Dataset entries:
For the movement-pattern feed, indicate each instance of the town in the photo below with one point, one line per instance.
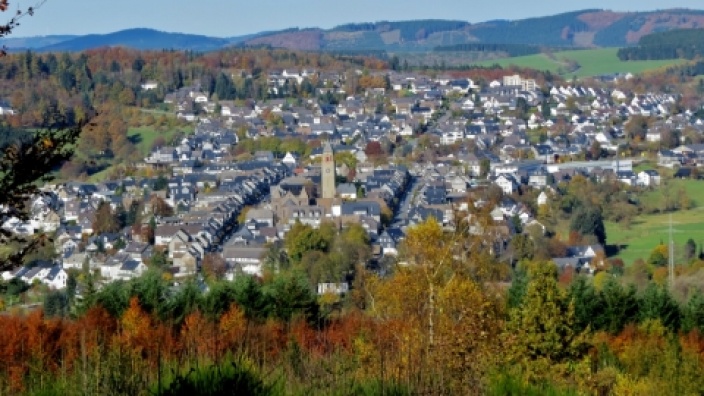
(472, 137)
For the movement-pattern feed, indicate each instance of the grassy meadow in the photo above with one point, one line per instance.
(648, 230)
(592, 62)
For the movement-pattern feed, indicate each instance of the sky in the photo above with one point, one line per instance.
(227, 18)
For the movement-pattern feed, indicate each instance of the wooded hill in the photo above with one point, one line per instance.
(675, 44)
(578, 29)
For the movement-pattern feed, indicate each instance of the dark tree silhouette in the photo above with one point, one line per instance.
(26, 163)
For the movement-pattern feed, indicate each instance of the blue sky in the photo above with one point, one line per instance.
(224, 18)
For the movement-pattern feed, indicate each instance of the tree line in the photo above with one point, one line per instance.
(673, 44)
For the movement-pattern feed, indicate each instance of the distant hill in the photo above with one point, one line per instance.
(674, 44)
(143, 39)
(15, 44)
(579, 29)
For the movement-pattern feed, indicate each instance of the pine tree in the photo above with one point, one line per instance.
(541, 333)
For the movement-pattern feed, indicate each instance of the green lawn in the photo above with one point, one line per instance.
(144, 137)
(592, 62)
(647, 231)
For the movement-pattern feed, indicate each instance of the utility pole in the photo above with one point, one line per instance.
(671, 259)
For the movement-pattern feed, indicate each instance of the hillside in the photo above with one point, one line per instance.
(591, 62)
(142, 39)
(578, 29)
(673, 44)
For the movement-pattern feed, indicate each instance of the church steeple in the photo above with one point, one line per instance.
(328, 172)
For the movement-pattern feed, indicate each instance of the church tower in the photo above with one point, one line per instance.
(327, 169)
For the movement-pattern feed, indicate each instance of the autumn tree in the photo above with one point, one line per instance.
(105, 220)
(541, 332)
(27, 163)
(213, 266)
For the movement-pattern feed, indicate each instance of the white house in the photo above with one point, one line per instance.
(648, 178)
(507, 183)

PROBLEM STATEMENT: Turn the rows above into a JSON list of strings, one string per line, with blank lines left out. Begin at the line that contains "the church tower" and go through the end of the rows.

EXERCISE RESULT:
[
  "For the movement-pattern feed, indicate each instance of the church tower in the photo above with one point, one line per instance.",
  "(327, 169)",
  "For the movement-pattern feed, indicate each instance of the autumn tree in the photo above with one point, one line per instance.",
  "(105, 220)",
  "(541, 332)",
  "(27, 163)",
  "(213, 266)",
  "For the movement-pattern feed, indicate each instance of the white house in the photo above with one point, one line per instance.",
  "(648, 178)",
  "(507, 183)"
]